In New South Wales, the standard of care required of professional service providers is legislated: s5O Civil Liability Act 2002 (NSW) (CLA).
As a professional service provider, you are required to act in a manner that is widely accepted in Australia by peer professional opinion as competent professional practice at the time the service is provided: s50(1) CLA.
In the event of a dispute, to demonstrate that you acted in accordance with this standard, it will be necessary to tender evidence in the form of an expert opinion from a professional peer. The opinion of your peer will need to be one which is widely accepted by your professional peers in Australia.
The opinion does not have to be “universally accepted” to be “widely accepted”, as required by the legislative standard: s50(4) CLA. Your peers may have differing opinions, all rational, as to what is “competent professional practice”. NSW law recognises this: s50(3) CLA. Where the opinions of expert differ, it will be for the court to determine which expert opinion is to be preferred. Courts are regularly called upon to decide in the presence of differing opinions, which expert opinion is more persuasive.
However, in order for an expert’s opinion to be persuasive, it is important that the expert’s training, knowledge and experience are relevant to the issues in dispute. This is particularly so when the issues in dispute concern a specialty or sub-specialty. In our experience, absent the opinion being irrational, the prospects of an opinion being persuasive are enhanced when the opinion is expressed by an expert practicing in the relevant specialty or sub-specialty as distinct from that of a competent generalist.
In order to be accepted, the court must not find the opinion irrational: s50(2) CLA. The CLA does not define or provide any guidance as to what an ‘irrational’ opinion might be. Therefore, it will be a matter for the court to determine based on the evidence placed before it and its understanding garnered from the evidence of what constitutes competent professional practice. In Hope v Hunter and New England Area Health Service  NSWDC 307 (27 November 2009) the NSW District Court said in the context of that case that it did not consider an ‘irrational opinion’ to be one without reasons, but rather one that is “illogical, unreasonable and based on irrelevant considerations”.
This standard of care applies to all professional service providers, irrespective of the industry in which the professional practices. For example, whether you are a teacher, architect, medical practitioner, broker or lawyer, the standard of care required is the same.
Ultimately, you will not incur liability in negligence if it is established that you acted in accordance with this standard. That is, you: … acted in a manner that (at the time the service was provided) was widely accepted in Australia by peer professional opinion as competent professional practice: CLA s5O(1).

Activity 1:
From the passage on the professional standard of care, list the professions it gives as examples of professional service providers.
Activity 2:
In the passage on the professional standard of care, reproduce word for word the portion that begins at "As a professional" and stops after "peers in Australia.".
Activity 3:
According to the passage on the professional standard of care, why is it left to the court to decide whether an expert opinion is irrational?

Material provided:

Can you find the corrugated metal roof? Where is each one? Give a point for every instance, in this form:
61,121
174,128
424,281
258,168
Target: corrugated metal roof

Solution 1:
teacher, architect, medical practitioner, broker, lawyer

Solution 2:
As a professional service provider, you are required to act in a manner that is widely accepted in Australia by peer professional opinion as competent professional practice at the time the service is provided: s50(1) CLA.
In the event of a dispute, to demonstrate that you acted in accordance with this standard, it will be necessary to tender evidence in the form of an expert opinion from a professional peer. The opinion of your peer will need to be one which is widely accepted by your professional peers in Australia.

Solution 3:
The CLA does not define an "irrational" opinion or give any guidance on what one might be. The court must therefore decide, based on the evidence before it and its understanding, drawn from that evidence, of what counts as competent professional practice.